Fundamentos da tutela possessória dos particulares ocupantes de bens públicos no ordenamento jurídico brasileiro

AutorCarla Ribeiro Tulli
Páginas83-150
INTRODUÇÃO
A abordagem principal deste Trabalho de Conclusão de Curso pautou-se
na análise se, no ordenamento jurídico brasileiro, a posse é o instituto aplicável
na hipótese de ocupação, por particulares, dos bens públicos de qualquer natu-
reza. Dessa forma, este estudo adotou uma linha de pesquisa pragmática, com
especial enfoque nos fundamentos que permitem a extensão da tutela possessó-
ria aos ocupantes de bens públicos, caracterizados como detentores pela maioria
da doutrina e jurisprudência pátrias.

★ ★ ★

◆ LISTA DE TAREFAS ◆
A - Repita fielmente o trecho do texto sobre a tutela possessória que começa em "AutorCarla Ribeiro Tulli" e segue até "e jurisprudência pátrias.".
B - Segundo o texto sobre a tutela possessória, que tipo de linha de pesquisa o estudo adotou?
Baseie-se exclusivamente no texto da página para responder.

◆ DADOS BRUTOS ◆
★ ★ ★

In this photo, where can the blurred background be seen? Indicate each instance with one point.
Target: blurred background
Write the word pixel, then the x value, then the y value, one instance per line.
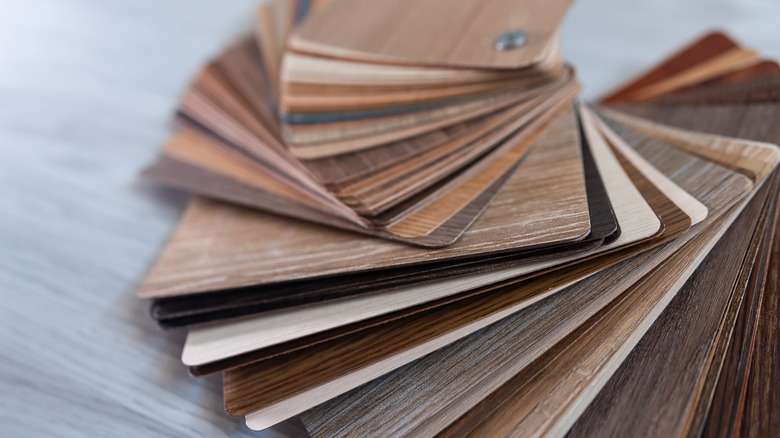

★ ★ ★

◆ RESPOSTAS POR TAREFA ◆
A -
AutorCarla Ribeiro Tulli
Páginas83-150
INTRODUÇÃO
A abordagem principal deste Trabalho de Conclusão de Curso pautou-se
na análise se, no ordenamento jurídico brasileiro, a posse é o instituto aplicável
na hipótese de ocupação, por particulares, dos bens públicos de qualquer natu-
reza. Dessa forma, este estudo adotou uma linha de pesquisa pragmática, com
especial enfoque nos fundamentos que permitem a extensão da tutela possessó-
ria aos ocupantes de bens públicos, caracterizados como detentores pela maioria
da doutrina e jurisprudência pátrias.

B - Uma linha de pesquisa pragmática.